What the task requires –
Make an exact copy of all the records that follow, apart from the pictures.

── Material for the task ──

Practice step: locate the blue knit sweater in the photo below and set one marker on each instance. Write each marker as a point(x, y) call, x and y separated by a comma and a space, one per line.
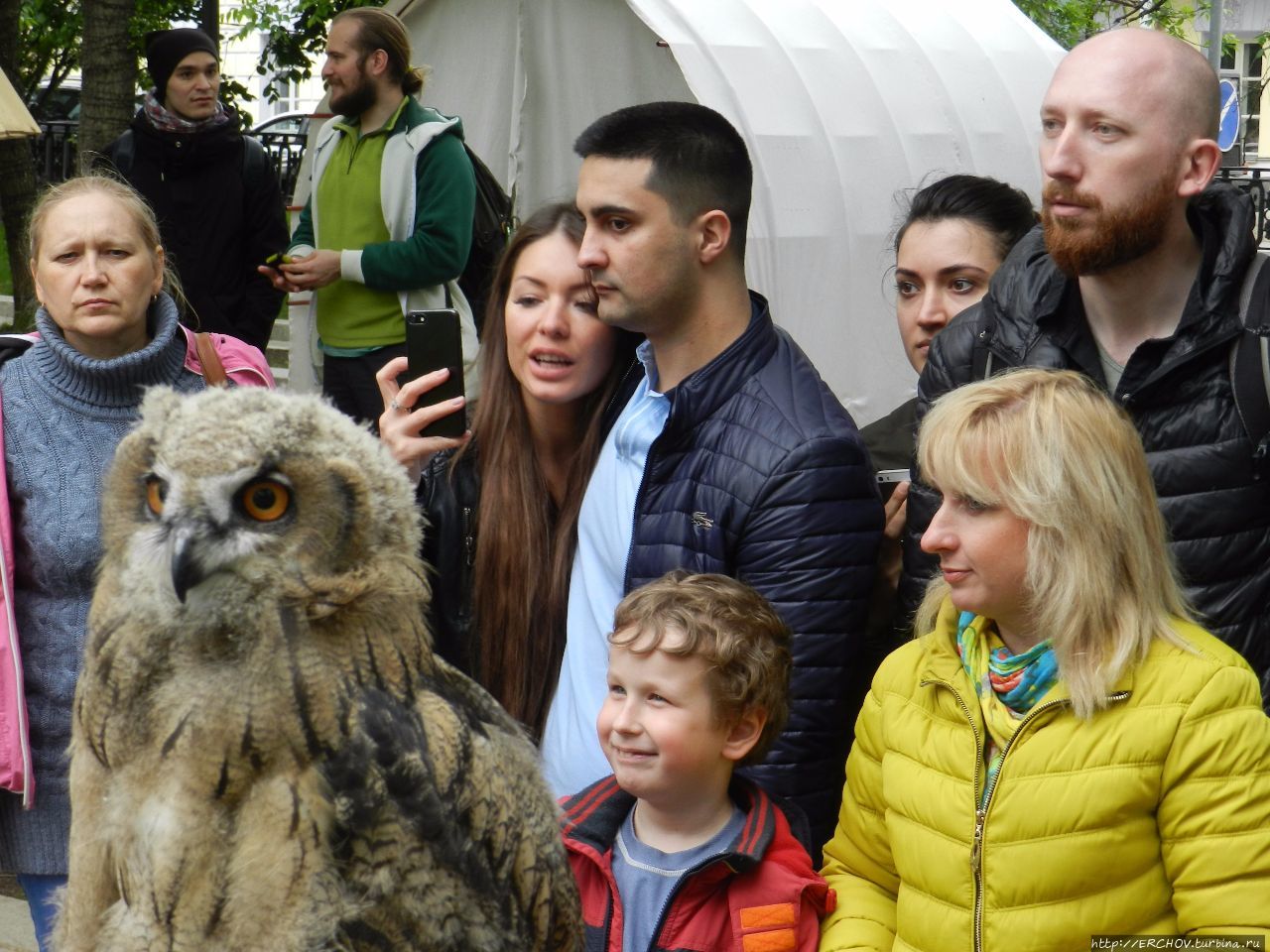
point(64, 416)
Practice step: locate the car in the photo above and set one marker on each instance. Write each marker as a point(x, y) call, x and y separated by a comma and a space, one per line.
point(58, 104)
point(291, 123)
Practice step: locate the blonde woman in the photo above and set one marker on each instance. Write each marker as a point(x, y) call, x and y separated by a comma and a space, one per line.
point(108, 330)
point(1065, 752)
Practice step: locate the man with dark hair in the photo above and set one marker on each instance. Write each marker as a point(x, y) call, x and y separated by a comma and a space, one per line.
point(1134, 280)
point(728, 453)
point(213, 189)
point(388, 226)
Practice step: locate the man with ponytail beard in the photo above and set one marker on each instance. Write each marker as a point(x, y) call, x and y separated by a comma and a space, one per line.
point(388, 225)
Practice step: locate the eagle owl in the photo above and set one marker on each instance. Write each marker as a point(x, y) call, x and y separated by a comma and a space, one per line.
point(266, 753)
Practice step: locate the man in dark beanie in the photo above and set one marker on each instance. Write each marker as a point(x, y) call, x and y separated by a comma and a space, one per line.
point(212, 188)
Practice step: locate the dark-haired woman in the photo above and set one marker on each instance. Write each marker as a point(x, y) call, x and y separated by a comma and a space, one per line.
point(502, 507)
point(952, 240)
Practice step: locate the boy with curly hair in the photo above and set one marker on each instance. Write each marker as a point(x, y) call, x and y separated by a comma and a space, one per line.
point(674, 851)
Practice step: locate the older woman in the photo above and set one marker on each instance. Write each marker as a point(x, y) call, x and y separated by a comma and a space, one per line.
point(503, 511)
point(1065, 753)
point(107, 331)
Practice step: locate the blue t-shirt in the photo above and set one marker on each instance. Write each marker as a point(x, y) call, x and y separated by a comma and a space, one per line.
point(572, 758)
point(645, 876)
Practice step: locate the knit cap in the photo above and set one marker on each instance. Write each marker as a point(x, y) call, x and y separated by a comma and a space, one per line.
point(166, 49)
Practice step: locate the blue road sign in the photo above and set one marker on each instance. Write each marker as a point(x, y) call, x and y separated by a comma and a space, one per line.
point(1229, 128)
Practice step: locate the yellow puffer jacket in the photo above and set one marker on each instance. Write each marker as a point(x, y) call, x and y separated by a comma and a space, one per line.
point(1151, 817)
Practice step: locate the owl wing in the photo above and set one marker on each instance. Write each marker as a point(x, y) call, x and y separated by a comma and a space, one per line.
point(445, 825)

───

Written response –
Practice step: locate the blue knit sweater in the photo below and set one marker on each instance. Write each marker as a point(x, y) call, x and y separated by a comma and a space, one per line.
point(64, 416)
Practice step: locate the car in the photo above and set one marker on each instance. Write each marker as a point(x, y) call, x and y separated by a comma and a space, one per line.
point(58, 104)
point(291, 123)
Practice step: locate the blonde woman in the photo above and set one marker on each instance. Write each marker as a point(x, y) call, x and y separated by a comma and a space, one per line.
point(108, 330)
point(1065, 752)
Practice step: locate the man with dark hair in the photo above and set one marker on each instance. Write each marker as a point(x, y) call, x and y separated by a comma and a space, one per line.
point(1134, 280)
point(728, 453)
point(213, 189)
point(388, 226)
Practice step: locate the man with ponytail beard in the photo above and set one marker on each instance. Write each marker as a point(x, y) call, x and y separated by a comma and a space, one per line.
point(388, 225)
Practice step: locate the eagle owl in the photo above and set one marker on each instance. Write each marker as a point(x, y) call, x and y separated by a comma and a space, one per line.
point(266, 753)
Practice step: locate the man in dark beanie in the photo above and set one marker on each instance. Write each marker as a point(x, y) call, x and y separated by a comma and a space, one per line.
point(212, 188)
Practice step: locate the dark-haired woman in the photo above and set one marker on each instance. Write each marker as a point(x, y) call, x and y separated by a comma and a space, one per line.
point(502, 507)
point(952, 240)
Practice step: locate the boy with curly hair in the photo above and set one marker on each instance. Write each marker as a point(x, y) call, x and y separated by a comma and a space, one per line.
point(674, 851)
Practice step: locate the older woman in the photo above and set one marker on each instance. Write each marker as a point(x, y) call, x and y separated by a comma and a space, one per line.
point(503, 511)
point(1065, 753)
point(107, 331)
Practice step: locate the blue t-shirt in the photo above and set one marker on each instance. Write each marker as a point(x, y) call, x and y separated by a comma and a space, one per line.
point(572, 758)
point(645, 876)
Practice step: locate the knit cap in the photo above and set one marker on each instance. Write each marker as a point(x, y) call, x and y separated by a comma and a space, one per line.
point(166, 49)
Practice step: locate the blue road sign in the photo above and set one marker on each instance. Write each marker as a point(x, y) call, x and y separated by a comma and a space, one per line.
point(1229, 128)
Practice step: locate the yellow puffer jacket in the photo above and set one marker on each instance. Write each marker as a point(x, y) call, x and y separated by a comma and a space, one per line.
point(1151, 817)
Practice step: locate the owl wing in the photo above and set one marker on each instance. Write each marker as a point(x, y) call, x and y separated by a comma and a space, one per line.
point(445, 825)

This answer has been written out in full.